TEXTAUSZUG:
==========
Manfred Rapp kontert Dr. Kaster-Meurer

Das Recht der Ratsmitglieder, die Verwaltung zu Sachthemen zu befragen, ist so bedeutend, dass es ausdrücklich in der Gemeindeordnung normiert ist: “Jedes Ratsmitglied ist berechtigt, in allen Angelegenheiten der Gemeinde und ihrer Verwaltung schriftliche oder in einer Sitzung mündliche Anfragen” an die Oberbürgermeisterin zu richten. So steht es wörtlich auch im Kommunalbrevier, das Dr. Kaster-Meurer höchstpersönlich jedem einzelnen Ratsmitglied übergeben hat. Gestern war der Punkt “Anfragen” ausdrücklich auf der Tagesordnung des Hauptausschusses vermerkt.

Manfred Rapp (vorn) stellt Fragen, Wolf-Dieter Behrendt (Fraktion FWG / BüFEP, mitte) und Heiko Kraft (SPD, hinten) hören interessiert zu.

Und Manfred Rapp nutzte das. Der CDU-Fraktionsvorsitzende stellte drei Anfragen zu Sachverhalten, für die die Oberbürgermeisterin persönlich verantwortlich ist. So wollte er wissen, wie nach fünf (!) Jahren und unzähligen Beratungen der Sachstand in der Frage der neuen Fähre fürs Übersetzen zum Huttental ist. Einen Sachstandsbericht erbat Rapp weiterhin zu der 2015 beschlossenen Sanierung des Casinogebäudes, das trotz fertiggestellter Fassade an der Süd- und Westseite immer noch von einem häßlichen Bauzaun umgeben ist.

Schließlich wollte Rapp wissen, wann die vor Jahren in Bad Münster von einem Investor rechtswidrig gefällten Bäume endlich nachgepflanzt werden. Der Oberbürgermeisterin waren diese Fragen sichtlich unangenehm. Zunächst zischte sie schmallippig, die Fragen würden schriftlich beantwortet. Um Rapp dann verbal über den Mund zu fahren mit dem Hinweis, diese Fragen bezögen sich auf Themen des Planungsauschusses, er solle doch bitte Themen des Hauptausschusses nachfragen.

Ob Manfred Rapp einfach nur schlagfertig ist – oder die Denkstruktur der Oberbürgermeisterin entschlüsselt hat und daher schon vorher wußte, wie diese reagieren würde – sein Konter sass jedenfalls: “im Planungsausschuss kommen wir ja gar nicht zum Punkt Anfragen, weil Sie die Sitzungen immer vorher beenden”. Dr. Kaster-Meurer zuckte kurz, um dann – wie sie es unter Druck oft macht – einen belehrenden Hinweis zu geben: “Sie können Anfragen ja auch schriftlich einreichen”. Nicht nur Gerhard Merkelbach (Fraktion FDP / Faire Liste / Freie Wähler) reagierte da unwirsch.
==========
DATENZEILEN:
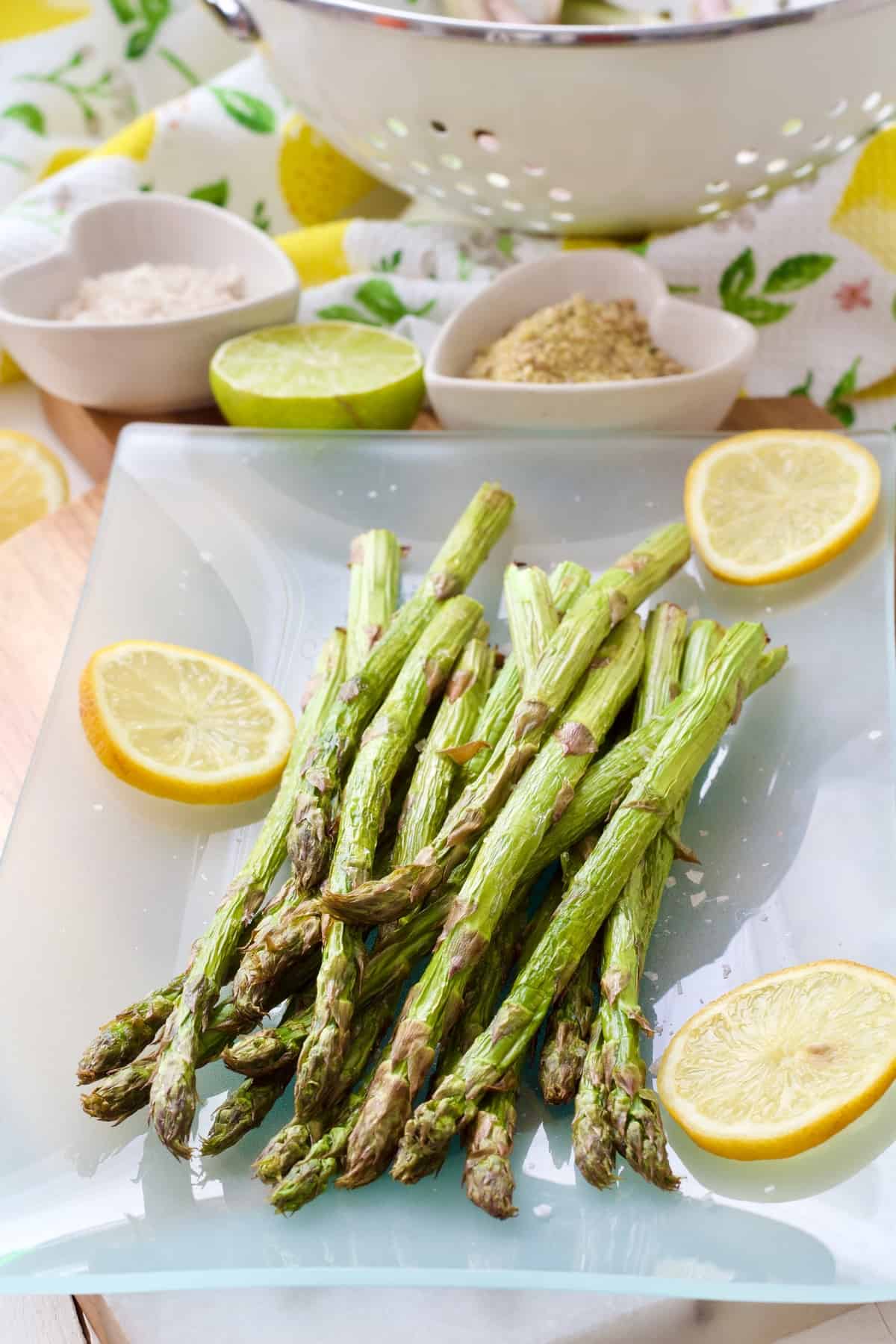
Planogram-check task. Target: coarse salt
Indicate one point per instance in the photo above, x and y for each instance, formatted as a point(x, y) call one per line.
point(152, 292)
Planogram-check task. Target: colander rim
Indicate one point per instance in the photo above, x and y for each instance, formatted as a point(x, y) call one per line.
point(575, 35)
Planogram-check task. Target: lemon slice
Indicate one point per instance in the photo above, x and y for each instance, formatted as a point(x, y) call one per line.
point(184, 725)
point(33, 482)
point(783, 1062)
point(320, 376)
point(768, 505)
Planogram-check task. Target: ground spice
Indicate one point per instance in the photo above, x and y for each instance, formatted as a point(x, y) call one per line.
point(576, 342)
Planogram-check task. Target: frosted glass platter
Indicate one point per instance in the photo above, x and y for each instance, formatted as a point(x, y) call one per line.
point(237, 544)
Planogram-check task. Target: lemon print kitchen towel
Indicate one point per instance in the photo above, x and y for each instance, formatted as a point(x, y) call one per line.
point(120, 96)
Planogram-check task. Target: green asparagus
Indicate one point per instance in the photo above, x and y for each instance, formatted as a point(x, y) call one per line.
point(428, 796)
point(539, 799)
point(374, 564)
point(127, 1090)
point(625, 940)
point(642, 813)
point(561, 667)
point(609, 777)
point(630, 1109)
point(243, 1110)
point(364, 801)
point(567, 582)
point(319, 777)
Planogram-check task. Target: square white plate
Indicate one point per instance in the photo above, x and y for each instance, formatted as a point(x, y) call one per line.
point(237, 544)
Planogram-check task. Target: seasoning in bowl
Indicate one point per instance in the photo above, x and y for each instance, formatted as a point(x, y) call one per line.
point(152, 292)
point(576, 342)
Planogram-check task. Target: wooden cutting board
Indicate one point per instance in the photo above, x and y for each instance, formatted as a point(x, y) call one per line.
point(92, 436)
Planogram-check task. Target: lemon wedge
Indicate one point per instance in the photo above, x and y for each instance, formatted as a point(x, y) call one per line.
point(33, 482)
point(184, 725)
point(771, 504)
point(785, 1062)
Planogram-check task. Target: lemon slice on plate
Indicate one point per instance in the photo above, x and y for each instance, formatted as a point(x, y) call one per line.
point(33, 482)
point(783, 1062)
point(184, 725)
point(320, 376)
point(768, 505)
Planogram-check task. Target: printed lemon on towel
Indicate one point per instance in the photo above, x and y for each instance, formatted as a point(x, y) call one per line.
point(768, 505)
point(321, 376)
point(33, 482)
point(783, 1062)
point(181, 724)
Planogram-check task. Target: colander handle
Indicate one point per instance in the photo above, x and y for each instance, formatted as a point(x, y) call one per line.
point(235, 18)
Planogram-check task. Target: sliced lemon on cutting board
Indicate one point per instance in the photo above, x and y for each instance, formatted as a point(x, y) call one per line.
point(773, 504)
point(319, 376)
point(783, 1062)
point(33, 482)
point(184, 725)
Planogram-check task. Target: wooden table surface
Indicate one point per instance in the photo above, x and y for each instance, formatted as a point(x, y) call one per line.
point(42, 573)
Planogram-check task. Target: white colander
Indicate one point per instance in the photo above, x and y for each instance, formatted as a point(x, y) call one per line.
point(583, 131)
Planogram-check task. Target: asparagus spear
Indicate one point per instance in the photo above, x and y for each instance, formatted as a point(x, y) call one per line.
point(644, 812)
point(626, 933)
point(630, 1109)
point(292, 924)
point(290, 1144)
point(311, 1175)
point(375, 561)
point(173, 1090)
point(243, 1110)
point(567, 582)
point(428, 797)
point(488, 1175)
point(467, 547)
point(561, 667)
point(366, 799)
point(568, 1024)
point(609, 777)
point(127, 1035)
point(127, 1090)
point(507, 847)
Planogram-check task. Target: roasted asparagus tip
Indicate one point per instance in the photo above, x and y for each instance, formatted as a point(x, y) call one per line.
point(641, 1137)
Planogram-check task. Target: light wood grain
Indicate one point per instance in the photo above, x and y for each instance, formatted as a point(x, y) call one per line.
point(42, 573)
point(40, 1320)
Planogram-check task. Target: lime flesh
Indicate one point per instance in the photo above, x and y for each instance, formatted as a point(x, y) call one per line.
point(320, 376)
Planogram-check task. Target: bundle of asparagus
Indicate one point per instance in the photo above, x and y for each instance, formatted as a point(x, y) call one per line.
point(423, 799)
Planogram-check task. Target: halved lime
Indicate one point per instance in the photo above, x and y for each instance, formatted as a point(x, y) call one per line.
point(319, 376)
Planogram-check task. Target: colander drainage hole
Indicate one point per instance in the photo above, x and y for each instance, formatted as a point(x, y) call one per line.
point(487, 140)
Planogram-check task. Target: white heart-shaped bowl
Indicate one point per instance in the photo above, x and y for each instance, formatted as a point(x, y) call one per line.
point(148, 367)
point(715, 347)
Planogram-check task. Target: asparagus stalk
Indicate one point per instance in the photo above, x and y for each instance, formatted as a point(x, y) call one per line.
point(127, 1090)
point(292, 924)
point(375, 561)
point(127, 1035)
point(464, 551)
point(292, 1142)
point(567, 582)
point(428, 797)
point(243, 1110)
point(608, 780)
point(507, 848)
point(625, 937)
point(366, 799)
point(561, 667)
point(488, 1176)
point(644, 812)
point(173, 1090)
point(632, 1109)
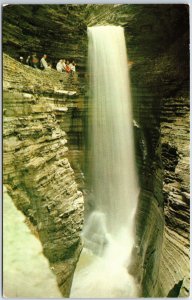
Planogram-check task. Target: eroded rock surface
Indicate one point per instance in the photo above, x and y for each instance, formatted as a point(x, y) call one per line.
point(37, 172)
point(174, 264)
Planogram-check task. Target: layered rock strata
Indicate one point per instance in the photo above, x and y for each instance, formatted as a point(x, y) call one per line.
point(37, 172)
point(174, 263)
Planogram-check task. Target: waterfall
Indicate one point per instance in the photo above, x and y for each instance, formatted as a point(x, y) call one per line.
point(109, 229)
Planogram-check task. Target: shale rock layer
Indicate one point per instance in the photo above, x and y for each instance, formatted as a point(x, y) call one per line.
point(37, 172)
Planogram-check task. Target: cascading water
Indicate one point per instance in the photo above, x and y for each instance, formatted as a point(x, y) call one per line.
point(109, 229)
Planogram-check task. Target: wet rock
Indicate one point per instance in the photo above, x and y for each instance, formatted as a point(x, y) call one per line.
point(37, 172)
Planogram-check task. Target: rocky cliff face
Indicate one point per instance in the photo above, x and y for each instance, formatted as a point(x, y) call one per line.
point(157, 38)
point(37, 172)
point(174, 264)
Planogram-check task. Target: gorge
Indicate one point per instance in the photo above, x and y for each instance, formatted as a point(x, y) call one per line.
point(45, 117)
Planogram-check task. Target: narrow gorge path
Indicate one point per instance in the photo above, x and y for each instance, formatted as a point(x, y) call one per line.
point(26, 271)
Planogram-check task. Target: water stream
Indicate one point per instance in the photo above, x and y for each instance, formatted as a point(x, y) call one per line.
point(109, 229)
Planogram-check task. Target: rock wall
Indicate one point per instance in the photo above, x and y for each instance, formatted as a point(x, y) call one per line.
point(37, 172)
point(174, 264)
point(157, 38)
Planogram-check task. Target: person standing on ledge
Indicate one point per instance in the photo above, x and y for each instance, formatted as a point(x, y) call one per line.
point(43, 62)
point(34, 61)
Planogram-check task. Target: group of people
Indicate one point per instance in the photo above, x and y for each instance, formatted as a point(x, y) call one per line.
point(35, 62)
point(66, 66)
point(62, 65)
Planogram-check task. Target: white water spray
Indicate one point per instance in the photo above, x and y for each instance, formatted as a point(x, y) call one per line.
point(109, 230)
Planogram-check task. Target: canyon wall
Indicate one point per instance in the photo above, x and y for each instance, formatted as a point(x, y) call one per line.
point(157, 38)
point(37, 172)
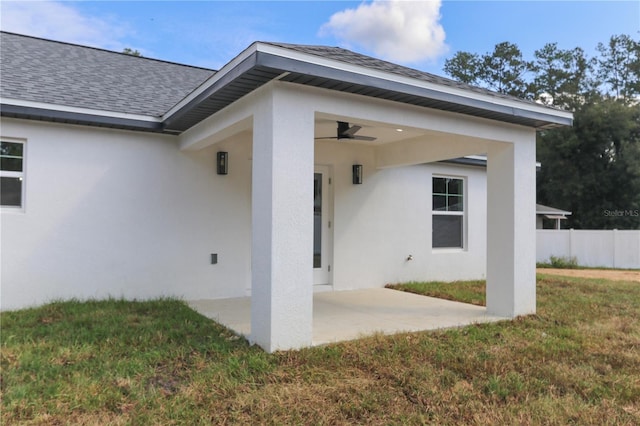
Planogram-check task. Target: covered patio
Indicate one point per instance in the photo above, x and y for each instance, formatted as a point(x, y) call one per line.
point(347, 315)
point(285, 100)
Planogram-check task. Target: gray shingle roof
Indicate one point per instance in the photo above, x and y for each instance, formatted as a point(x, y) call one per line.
point(33, 69)
point(50, 72)
point(347, 56)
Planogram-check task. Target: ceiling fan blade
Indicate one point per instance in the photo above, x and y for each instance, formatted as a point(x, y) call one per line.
point(364, 138)
point(351, 131)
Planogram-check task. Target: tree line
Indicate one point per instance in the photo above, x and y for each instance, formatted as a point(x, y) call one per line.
point(593, 168)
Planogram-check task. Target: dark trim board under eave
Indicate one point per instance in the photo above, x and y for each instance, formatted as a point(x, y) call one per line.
point(260, 67)
point(31, 113)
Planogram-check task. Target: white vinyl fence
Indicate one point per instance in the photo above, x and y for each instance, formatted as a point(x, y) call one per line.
point(611, 249)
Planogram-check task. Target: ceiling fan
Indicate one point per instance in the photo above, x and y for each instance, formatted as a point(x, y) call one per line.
point(349, 132)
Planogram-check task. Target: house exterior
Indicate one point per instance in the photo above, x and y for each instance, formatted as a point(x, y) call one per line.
point(129, 177)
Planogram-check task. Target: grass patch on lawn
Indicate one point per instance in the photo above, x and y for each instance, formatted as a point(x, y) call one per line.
point(113, 362)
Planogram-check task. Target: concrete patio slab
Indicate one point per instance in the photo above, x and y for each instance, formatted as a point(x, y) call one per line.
point(347, 315)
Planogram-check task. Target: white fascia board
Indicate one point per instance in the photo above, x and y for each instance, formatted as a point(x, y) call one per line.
point(357, 69)
point(269, 49)
point(212, 80)
point(76, 110)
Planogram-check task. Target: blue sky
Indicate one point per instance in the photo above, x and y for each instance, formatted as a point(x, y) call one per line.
point(420, 34)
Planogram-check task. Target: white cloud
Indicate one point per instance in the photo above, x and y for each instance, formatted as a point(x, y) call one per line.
point(60, 21)
point(397, 30)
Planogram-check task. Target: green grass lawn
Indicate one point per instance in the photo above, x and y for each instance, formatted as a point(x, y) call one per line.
point(113, 362)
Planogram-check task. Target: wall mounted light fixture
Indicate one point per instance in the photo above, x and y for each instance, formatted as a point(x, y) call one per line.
point(223, 163)
point(357, 174)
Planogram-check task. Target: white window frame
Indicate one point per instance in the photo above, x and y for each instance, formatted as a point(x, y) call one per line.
point(462, 213)
point(14, 174)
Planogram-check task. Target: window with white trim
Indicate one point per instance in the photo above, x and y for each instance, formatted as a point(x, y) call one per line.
point(11, 174)
point(448, 212)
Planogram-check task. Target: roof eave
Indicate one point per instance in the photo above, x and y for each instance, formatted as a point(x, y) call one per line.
point(261, 63)
point(75, 117)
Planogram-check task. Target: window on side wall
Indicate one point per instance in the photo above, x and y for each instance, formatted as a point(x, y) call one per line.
point(11, 174)
point(448, 212)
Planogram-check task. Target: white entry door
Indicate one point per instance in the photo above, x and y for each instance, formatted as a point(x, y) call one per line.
point(322, 241)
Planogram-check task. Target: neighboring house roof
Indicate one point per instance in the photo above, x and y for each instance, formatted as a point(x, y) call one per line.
point(48, 80)
point(551, 212)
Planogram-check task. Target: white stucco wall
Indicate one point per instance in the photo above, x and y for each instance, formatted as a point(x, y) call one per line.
point(127, 214)
point(123, 214)
point(378, 224)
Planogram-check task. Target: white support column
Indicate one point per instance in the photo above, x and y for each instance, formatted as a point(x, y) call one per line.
point(511, 235)
point(282, 222)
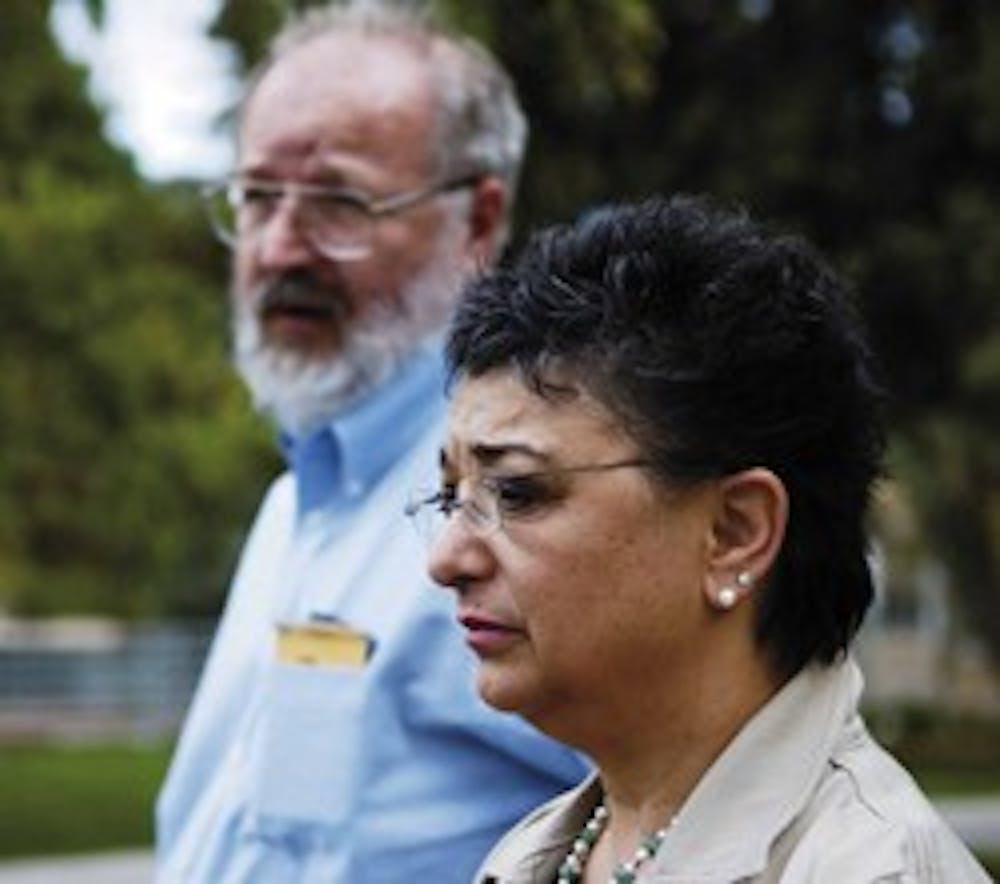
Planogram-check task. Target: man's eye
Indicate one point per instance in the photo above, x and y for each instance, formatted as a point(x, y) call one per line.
point(256, 198)
point(519, 494)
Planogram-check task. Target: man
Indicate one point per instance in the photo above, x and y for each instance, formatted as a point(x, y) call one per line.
point(335, 735)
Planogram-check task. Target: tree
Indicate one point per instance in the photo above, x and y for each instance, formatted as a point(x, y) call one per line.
point(129, 454)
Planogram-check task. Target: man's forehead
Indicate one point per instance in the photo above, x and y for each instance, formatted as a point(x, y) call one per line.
point(366, 94)
point(382, 65)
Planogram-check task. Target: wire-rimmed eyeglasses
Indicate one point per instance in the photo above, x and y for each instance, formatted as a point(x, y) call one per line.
point(492, 501)
point(337, 221)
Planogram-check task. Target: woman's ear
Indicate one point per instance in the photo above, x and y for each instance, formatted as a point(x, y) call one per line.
point(747, 533)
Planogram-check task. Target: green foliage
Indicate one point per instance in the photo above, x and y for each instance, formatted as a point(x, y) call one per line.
point(78, 799)
point(131, 462)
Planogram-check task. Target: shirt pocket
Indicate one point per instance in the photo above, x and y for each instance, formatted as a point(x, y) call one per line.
point(305, 764)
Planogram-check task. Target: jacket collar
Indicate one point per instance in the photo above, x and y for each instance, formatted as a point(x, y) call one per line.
point(749, 795)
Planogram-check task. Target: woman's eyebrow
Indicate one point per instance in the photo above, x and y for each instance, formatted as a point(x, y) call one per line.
point(489, 454)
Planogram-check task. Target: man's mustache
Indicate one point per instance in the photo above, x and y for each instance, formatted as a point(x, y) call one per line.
point(301, 292)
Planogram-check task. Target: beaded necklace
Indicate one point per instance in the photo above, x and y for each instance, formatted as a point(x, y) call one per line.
point(571, 870)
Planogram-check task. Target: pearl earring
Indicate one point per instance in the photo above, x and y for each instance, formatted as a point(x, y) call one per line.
point(726, 598)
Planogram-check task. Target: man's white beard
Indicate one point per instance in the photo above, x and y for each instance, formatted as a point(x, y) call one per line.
point(301, 394)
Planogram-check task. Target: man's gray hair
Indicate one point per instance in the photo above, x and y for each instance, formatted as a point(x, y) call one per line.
point(480, 126)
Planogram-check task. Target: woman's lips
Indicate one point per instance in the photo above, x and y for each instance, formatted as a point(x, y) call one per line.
point(486, 636)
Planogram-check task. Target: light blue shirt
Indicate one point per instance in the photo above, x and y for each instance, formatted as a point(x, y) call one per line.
point(390, 772)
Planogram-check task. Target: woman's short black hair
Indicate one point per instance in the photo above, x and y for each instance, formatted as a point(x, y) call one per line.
point(720, 346)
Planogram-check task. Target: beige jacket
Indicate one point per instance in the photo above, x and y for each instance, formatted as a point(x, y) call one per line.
point(802, 795)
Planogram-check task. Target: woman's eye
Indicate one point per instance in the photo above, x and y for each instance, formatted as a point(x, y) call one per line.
point(519, 494)
point(446, 500)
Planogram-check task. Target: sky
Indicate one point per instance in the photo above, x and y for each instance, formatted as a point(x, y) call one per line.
point(163, 81)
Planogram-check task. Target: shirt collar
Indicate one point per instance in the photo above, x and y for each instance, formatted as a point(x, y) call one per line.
point(341, 461)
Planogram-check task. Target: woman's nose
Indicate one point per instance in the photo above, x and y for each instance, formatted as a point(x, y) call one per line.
point(458, 556)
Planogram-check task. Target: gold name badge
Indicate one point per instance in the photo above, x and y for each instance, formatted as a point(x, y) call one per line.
point(323, 644)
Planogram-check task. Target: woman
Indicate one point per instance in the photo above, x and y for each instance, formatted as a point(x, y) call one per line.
point(663, 438)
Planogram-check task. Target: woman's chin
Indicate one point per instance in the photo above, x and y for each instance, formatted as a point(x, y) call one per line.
point(500, 688)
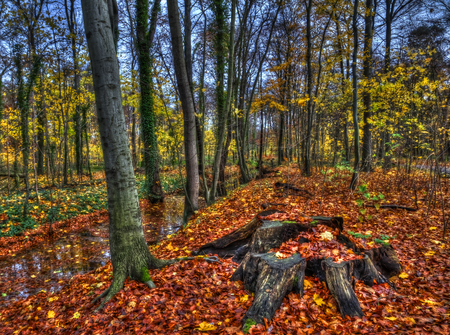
==========
AUFGABE: Nenne laut Textauszug die Themen aller Anfragen, die Manfred Rapp im Hauptausschuss an die Oberbürgermeisterin richtete.

ERWARTETE ANTWORT:
- der Sachstand zur neuen Fähre fürs Übersetzen zum Huttental
- der Sachstand zur 2015 beschlossenen Sanierung des Casinogebäudes
- der Zeitpunkt der Nachpflanzung der in Bad Münster von einem Investor rechtswidrig gefällten Bäume